__Fragmento__.
============

Y afirma también su pertenencia a toda la humanidad, con quien se solidariza en
todas sus necesidades, y especialmente con sus miembros más débiles y vulnerables:
«Los gozos y las esperanzas, las tristezas y las angustias de los hombres de
nuestro tiempo, sobre todo de los pobres y de cuantos sufren… No hay nada
verdaderamente humano que no encuentre eco en su corazón»[30].
–
Integración personal de laicidad y sacralidad. El hermano une ambas facetas en
su propia persona. Rescata así la unidad entre lo profano y lo sagrado, unidad
que se hace más evidente desde la encarnación humana del Hijo de Dios.

============

__Tus tareas__.
1/ Imprime la parte del fragmento que empieza con "Y afirma también" y sigue hasta "Hijo de Dios.".
2/ Según el fragmento, ¿desde qué acontecimiento se hace más evidente la unidad entre lo profano y lo sagrado?

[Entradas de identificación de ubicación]
============

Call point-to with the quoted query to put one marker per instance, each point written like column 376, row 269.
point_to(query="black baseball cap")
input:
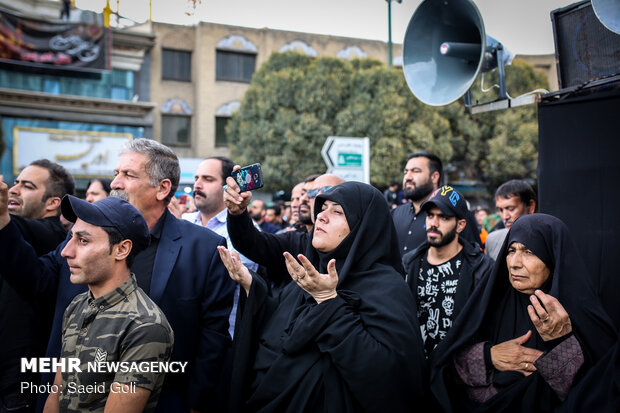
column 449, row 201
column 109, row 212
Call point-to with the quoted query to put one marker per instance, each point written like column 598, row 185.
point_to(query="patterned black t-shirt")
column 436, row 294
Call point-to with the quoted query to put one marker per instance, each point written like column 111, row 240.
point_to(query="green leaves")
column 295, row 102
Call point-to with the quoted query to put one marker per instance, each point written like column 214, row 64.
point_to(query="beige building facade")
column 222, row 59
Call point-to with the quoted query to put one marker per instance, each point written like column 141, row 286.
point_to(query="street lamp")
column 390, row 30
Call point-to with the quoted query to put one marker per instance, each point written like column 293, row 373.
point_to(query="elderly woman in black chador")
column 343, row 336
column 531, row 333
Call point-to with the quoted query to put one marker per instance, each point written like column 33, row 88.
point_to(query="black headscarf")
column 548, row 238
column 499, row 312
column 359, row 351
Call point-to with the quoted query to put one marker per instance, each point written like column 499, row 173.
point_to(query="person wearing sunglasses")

============

__Respuestas por tarea__.
1/
Y afirma también su pertenencia a toda la humanidad, con quien se solidariza en
todas sus necesidades, y especialmente con sus miembros más débiles y vulnerables:
«Los gozos y las esperanzas, las tristezas y las angustias de los hombres de
nuestro tiempo, sobre todo de los pobres y de cuantos sufren… No hay nada
verdaderamente humano que no encuentre eco en su corazón»[30].
–
Integración personal de laicidad y sacralidad. El hermano une ambas facetas en
su propia persona. Rescata así la unidad entre lo profano y lo sagrado, unidad
que se hace más evidente desde la encarnación humana del Hijo de Dios.

2/ Desde la encarnación humana del Hijo de Dios.